**YOUR OBJECTIVE**
Convert everything from the line containing "pixel 11 164." down to the line containing "pixel 253 180", both included, into a two-column CSV with the header request,answer and one row for each request. Put each request's text and its answer in a single quoted field, with line breaks replaced by spaces.

**EXTRACTED ENTRIES**
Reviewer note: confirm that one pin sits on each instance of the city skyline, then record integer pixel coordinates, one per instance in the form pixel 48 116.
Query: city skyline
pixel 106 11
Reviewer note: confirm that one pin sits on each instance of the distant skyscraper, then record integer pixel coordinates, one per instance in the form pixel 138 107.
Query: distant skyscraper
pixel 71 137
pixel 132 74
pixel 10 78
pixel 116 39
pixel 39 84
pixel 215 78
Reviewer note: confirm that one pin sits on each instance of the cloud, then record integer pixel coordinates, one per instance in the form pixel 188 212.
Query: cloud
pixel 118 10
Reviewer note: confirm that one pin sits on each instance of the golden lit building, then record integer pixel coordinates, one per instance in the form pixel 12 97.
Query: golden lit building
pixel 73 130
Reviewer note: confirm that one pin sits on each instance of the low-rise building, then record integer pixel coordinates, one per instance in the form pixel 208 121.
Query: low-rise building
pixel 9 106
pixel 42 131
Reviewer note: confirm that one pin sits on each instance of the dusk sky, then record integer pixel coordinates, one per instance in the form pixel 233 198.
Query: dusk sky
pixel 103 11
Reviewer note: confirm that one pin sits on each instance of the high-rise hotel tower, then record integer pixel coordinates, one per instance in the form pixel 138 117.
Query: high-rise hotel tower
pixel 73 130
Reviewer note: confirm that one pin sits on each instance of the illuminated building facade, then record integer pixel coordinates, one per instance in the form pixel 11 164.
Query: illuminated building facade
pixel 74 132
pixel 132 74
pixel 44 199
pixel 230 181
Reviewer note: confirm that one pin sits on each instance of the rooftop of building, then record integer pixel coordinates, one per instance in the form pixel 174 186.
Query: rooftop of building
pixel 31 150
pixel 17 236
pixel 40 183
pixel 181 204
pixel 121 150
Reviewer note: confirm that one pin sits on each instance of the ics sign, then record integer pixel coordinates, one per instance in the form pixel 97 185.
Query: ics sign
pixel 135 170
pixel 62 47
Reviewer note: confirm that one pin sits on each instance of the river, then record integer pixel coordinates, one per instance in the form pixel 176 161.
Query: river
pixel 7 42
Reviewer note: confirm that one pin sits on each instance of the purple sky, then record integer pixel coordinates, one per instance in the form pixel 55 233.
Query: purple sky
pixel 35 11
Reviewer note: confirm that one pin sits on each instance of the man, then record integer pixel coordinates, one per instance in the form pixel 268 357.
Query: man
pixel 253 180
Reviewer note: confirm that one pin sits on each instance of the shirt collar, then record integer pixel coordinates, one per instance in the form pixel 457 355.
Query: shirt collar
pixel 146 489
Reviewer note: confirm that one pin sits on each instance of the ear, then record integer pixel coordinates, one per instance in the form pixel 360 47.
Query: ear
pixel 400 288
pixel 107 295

**OUTPUT FOR THIS EXERCISE**
request,answer
"Reviewer note: confirm that one pin sits on each instance of the illuminated building facade, then record integer pixel coordinates, one per instance in the form pixel 11 164. Query: illuminated building facade","pixel 74 132 pixel 132 74 pixel 44 199 pixel 230 181"
"Reviewer note: confirm that one pin sits on each instance of the rooftop of building, then record integer pixel coordinates, one per instance in the form pixel 174 186. Query: rooftop of building","pixel 31 150 pixel 17 236 pixel 40 183 pixel 181 204 pixel 121 150"
"Reviewer note: confirm that one pin sits on each instance of the ics sign, then record integer pixel coordinates, one per instance in the form pixel 97 185. Query: ics sign","pixel 135 170 pixel 62 47"
"Reviewer note: confirm that one pin sits on each instance of the river, then record integer pixel coordinates, one per instance in the form pixel 176 161. Query: river","pixel 7 42"
"Reviewer note: confirm that one pin sits on each instance of the purple sky, then record integer pixel coordinates, one per instance in the form pixel 55 233. Query: purple sky","pixel 35 11"
"Reviewer note: confirm that one pin sits on each instance of the man, then record integer pixel coordinates, one per instance in the form pixel 268 357. Query: man","pixel 253 180"